▸ **RECORDS FOR THE TASK**:

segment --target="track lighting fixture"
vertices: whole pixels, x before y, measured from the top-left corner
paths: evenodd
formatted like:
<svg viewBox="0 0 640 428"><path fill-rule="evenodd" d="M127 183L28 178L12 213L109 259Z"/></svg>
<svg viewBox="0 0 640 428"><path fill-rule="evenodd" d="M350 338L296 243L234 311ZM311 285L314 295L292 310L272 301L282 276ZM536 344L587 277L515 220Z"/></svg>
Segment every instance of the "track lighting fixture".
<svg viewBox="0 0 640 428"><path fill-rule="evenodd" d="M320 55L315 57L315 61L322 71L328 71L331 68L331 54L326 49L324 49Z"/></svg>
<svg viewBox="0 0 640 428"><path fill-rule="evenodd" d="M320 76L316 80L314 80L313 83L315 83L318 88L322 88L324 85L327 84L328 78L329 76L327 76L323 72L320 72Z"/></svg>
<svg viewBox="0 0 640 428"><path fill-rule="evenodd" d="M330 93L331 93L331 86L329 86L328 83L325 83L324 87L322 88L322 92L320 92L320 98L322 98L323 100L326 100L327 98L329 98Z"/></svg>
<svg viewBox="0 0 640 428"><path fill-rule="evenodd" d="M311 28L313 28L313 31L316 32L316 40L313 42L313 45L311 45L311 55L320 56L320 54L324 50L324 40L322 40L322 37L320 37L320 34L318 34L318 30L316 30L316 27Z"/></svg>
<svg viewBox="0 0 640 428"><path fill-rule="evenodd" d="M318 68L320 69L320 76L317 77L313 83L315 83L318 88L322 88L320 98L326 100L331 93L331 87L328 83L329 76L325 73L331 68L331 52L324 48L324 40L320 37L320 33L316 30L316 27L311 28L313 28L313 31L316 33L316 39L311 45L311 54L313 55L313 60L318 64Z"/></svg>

▸ **TASK STATEMENT**: The entries are to be retyped in full, with no alteration.

▸ **ANSWER**:
segment --target="track lighting fixture"
vertices: whole pixels, x before y, measured from the top-left corner
paths: evenodd
formatted like:
<svg viewBox="0 0 640 428"><path fill-rule="evenodd" d="M127 183L28 178L12 213L109 259Z"/></svg>
<svg viewBox="0 0 640 428"><path fill-rule="evenodd" d="M350 338L296 243L234 311ZM311 285L314 295L292 310L272 301L282 276ZM536 344L587 277L515 220Z"/></svg>
Segment every instance of the "track lighting fixture".
<svg viewBox="0 0 640 428"><path fill-rule="evenodd" d="M320 55L315 57L315 61L322 71L328 71L331 68L331 54L326 49L324 49Z"/></svg>
<svg viewBox="0 0 640 428"><path fill-rule="evenodd" d="M320 76L316 80L314 80L313 83L315 83L318 88L322 88L324 85L327 84L328 78L329 76L327 76L323 72L320 72Z"/></svg>
<svg viewBox="0 0 640 428"><path fill-rule="evenodd" d="M330 93L331 93L331 86L329 86L328 83L325 83L324 87L322 88L322 92L320 92L320 98L322 98L323 100L326 100L327 98L329 98Z"/></svg>
<svg viewBox="0 0 640 428"><path fill-rule="evenodd" d="M311 28L313 28L313 31L316 32L316 40L313 42L313 45L311 45L311 55L320 56L320 54L324 50L324 40L322 40L322 37L320 37L320 34L318 34L318 30L316 30L316 27Z"/></svg>
<svg viewBox="0 0 640 428"><path fill-rule="evenodd" d="M318 68L320 69L320 76L317 77L313 83L315 83L318 88L322 88L320 98L326 100L331 93L331 87L328 83L329 76L325 73L331 68L331 52L324 48L324 40L320 37L320 33L316 30L316 27L311 28L313 28L313 31L316 33L316 39L311 45L311 54L313 55L313 60L318 64Z"/></svg>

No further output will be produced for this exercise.